== PROBLEMS AND TASKS ==
• 1. Decide whether each statement below agrees with the deadheading pay text, answering yes or no and quoting the words from the text that settle it. (a) Trainmen deadheading between terminals are paid on the basis of 12.5 miles per hour at the through freight rate. (b) Deadheading time is counted starting from arrival at the objective terminal. (c) Deadheading that results from the mileage limitation regulations is paid.
• 2. In the deadheading pay text, what is the least amount of time a deadheading trainman is paid for, apart from the case in clause (b)?
• 3. Resume the deadheading pay text, starting right after its last sentence.

22 (a) Trainmen required by the Company to deadhead from one terminal to another, irrespective of the manner in which the deadheading is done, shall be paid on the basis of 12.5 miles per hour at the through freight rate for the actual time occupied. Time to be calculated from time ordered for until arrival at objective terminal. Except as provided in clause (b) of this article, not less than eight hours will be paid; overtime pro rata.

The Company claims it is exempt from payment of the deadheading allowance in having regard to the specific provisions of the collective agreement excluding such entitlement to employees in the circumstances described herein. Those provisions read as follows:

16 (d) It is understood and agreed the operation of mileage limitations and regulations will not involve any increased cost to the Company. Any deadheading necessary in the application of these regulations or as a result thereof will not be paid for.

22 (e) Trainman will not be entitled to payment for deadheading under the following circumstances:

(3) to comply with article 16(d). When deadheading in the application of the regulations governing Mileage Limitation in article 16, or as a result thereof.

Saved entries

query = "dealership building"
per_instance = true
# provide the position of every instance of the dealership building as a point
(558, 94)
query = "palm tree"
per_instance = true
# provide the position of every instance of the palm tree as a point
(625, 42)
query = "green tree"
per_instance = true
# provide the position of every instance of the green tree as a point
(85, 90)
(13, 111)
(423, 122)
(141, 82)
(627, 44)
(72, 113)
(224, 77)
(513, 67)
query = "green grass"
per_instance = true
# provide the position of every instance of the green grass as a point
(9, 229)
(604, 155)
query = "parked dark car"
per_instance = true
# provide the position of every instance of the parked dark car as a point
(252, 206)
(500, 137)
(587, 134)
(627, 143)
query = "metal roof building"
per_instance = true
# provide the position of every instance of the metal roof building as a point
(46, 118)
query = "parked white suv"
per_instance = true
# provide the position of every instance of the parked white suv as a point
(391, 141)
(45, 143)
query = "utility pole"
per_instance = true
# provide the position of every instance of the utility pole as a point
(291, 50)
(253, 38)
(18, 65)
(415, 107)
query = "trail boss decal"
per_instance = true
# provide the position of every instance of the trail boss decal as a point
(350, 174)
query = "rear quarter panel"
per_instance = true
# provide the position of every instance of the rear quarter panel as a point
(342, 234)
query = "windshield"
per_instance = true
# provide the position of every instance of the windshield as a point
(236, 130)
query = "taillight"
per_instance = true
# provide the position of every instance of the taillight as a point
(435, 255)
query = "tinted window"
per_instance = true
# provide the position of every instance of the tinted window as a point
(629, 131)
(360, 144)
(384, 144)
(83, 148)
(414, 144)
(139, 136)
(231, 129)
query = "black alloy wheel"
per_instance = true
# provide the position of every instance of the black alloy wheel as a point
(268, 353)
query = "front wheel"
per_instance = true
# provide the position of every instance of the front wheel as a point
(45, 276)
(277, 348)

== RESULTS OF THE EXERCISE ==
• 1.
(a) Yes: "shall be paid on the basis of 12.5 miles per hour at the through freight rate for the actual time occupied."
(b) No: "Time to be calculated from time ordered for until arrival at objective terminal."
(c) No: "Any deadheading necessary in the application of these regulations or as a result thereof will not be paid for."

• 2. Eight hours.

• 3.
The Company submits that the phrase "or as a result thereof" in both articles 16(d) and 22(e) of the collective agreement distinguishes the circumstances of this case from the similar situations described in CROA 1092 and 1257 where the relevant collective agreements apparently did not contain like language. It is important to stress that the interpretation conferred by the arbitrators to the exempting provisions of the collective agreement in those cases restricted the exclusion of the deadheading allowance to the locomotive engineers who had achieved maximum mileage. Those provisions were not interpreted to apply to the spareboard employees who provided relief services.

It continues to remain my opinion that the interpretation conferred in those cases, if not correct, represents a reasonable application of the language of the collective agreement. Moreover, the additional words contained in articles 16(d) and 22(e) ("or as a result thereof,") do not add any further substance to the legitimacy of the Company’s interpretation of those provisions. Quite clearly, a reasonable interpretation of the exempting provisions anticipates that the employee who has achieved his maximum mileage should not benefit from the deadheading allowance. However, the employee who at any given time may be called off the spareboard to provide relief services on a first-in first-out basis wherever his services are required should be entitled to that allowance. Or, at least, there is nothing in the language of the collective agreement that clearly deprives him of that entitlement.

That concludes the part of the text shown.